Coordinate annotation entries:
◇ ◇ ◇ ◇

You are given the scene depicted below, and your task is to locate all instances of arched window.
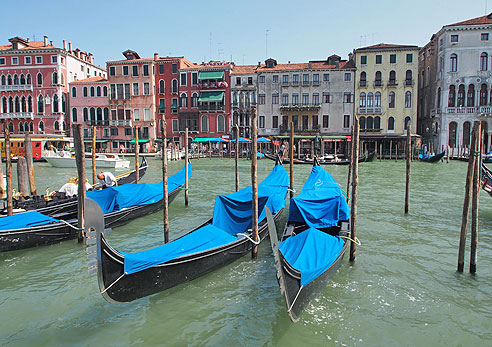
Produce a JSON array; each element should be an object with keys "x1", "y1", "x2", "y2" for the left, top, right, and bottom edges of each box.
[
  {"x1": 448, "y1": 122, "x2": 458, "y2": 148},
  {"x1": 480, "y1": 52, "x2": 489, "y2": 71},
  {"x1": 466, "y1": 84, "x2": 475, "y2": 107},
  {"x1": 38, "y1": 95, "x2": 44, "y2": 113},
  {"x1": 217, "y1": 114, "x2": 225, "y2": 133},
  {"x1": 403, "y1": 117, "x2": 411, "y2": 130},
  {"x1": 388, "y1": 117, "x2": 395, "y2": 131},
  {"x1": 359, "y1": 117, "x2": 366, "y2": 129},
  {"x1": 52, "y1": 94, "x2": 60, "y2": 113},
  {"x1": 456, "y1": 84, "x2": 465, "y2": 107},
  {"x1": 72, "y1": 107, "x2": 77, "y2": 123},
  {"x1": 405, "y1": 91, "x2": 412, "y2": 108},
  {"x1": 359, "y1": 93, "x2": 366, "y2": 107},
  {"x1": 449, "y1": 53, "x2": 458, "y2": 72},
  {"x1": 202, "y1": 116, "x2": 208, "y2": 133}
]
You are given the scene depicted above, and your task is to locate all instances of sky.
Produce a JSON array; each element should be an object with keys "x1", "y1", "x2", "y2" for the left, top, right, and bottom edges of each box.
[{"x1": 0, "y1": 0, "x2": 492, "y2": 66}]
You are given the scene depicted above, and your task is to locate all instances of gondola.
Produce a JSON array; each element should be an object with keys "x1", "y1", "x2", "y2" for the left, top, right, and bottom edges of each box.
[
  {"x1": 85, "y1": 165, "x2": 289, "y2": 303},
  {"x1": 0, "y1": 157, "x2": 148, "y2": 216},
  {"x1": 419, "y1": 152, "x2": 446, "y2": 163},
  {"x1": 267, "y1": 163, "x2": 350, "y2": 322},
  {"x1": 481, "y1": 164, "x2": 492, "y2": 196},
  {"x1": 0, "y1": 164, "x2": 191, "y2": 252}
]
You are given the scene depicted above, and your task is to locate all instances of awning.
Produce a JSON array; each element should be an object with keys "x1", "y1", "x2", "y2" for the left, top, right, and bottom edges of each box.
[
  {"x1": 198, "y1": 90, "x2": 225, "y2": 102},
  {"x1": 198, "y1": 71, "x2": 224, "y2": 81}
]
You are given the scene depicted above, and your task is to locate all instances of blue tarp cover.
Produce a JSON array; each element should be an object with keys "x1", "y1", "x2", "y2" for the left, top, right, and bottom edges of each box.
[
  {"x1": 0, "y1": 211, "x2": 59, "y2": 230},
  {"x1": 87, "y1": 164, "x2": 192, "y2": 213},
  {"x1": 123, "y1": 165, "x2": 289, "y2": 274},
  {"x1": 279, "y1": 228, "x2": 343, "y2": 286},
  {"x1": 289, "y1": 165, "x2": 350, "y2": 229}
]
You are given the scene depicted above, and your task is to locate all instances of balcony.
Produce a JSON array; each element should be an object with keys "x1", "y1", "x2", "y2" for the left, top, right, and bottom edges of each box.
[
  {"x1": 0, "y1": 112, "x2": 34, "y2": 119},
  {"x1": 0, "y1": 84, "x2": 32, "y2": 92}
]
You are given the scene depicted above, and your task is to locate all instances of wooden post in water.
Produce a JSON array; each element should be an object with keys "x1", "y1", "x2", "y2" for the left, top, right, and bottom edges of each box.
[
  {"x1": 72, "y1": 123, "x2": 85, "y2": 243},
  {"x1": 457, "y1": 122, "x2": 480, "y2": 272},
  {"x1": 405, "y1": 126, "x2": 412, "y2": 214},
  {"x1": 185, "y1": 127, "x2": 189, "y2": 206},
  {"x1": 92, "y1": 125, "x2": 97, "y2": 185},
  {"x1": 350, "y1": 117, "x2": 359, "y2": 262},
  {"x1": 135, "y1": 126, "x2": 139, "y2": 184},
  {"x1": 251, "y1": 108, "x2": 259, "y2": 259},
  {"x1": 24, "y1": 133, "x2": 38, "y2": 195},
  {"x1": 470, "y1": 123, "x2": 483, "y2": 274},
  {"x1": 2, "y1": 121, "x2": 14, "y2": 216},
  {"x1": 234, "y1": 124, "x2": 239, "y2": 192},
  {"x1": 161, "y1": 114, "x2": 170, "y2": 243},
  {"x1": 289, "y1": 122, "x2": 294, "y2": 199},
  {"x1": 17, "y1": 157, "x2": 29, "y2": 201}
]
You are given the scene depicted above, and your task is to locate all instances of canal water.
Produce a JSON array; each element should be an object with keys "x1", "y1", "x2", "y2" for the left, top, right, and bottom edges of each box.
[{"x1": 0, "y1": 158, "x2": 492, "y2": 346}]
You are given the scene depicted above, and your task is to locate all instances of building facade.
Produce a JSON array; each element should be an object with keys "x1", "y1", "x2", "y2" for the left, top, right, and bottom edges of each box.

◇ ◇ ◇ ◇

• [WHAT YOU ARE ASKED TO DO]: Rewrite the lines from the one containing "of canal water." through the end of the items as a numbered list, both ends included. Skip any blank lines.

• [TASK SOLUTION]:
1. You are given the scene depicted above, and your task is to locate all instances of canal water.
2. Produce a JSON array; each element should be an object with keys "x1", "y1", "x2", "y2" for the left, top, right, and bottom edges of each box.
3. [{"x1": 0, "y1": 158, "x2": 492, "y2": 346}]
4. You are given the scene depicted above, and your task is to locate all instances of building facade.
5. Produce a JSON array; each element should be an object with keys "x1", "y1", "x2", "y2" for the left, top, right, and bottom edges of each box.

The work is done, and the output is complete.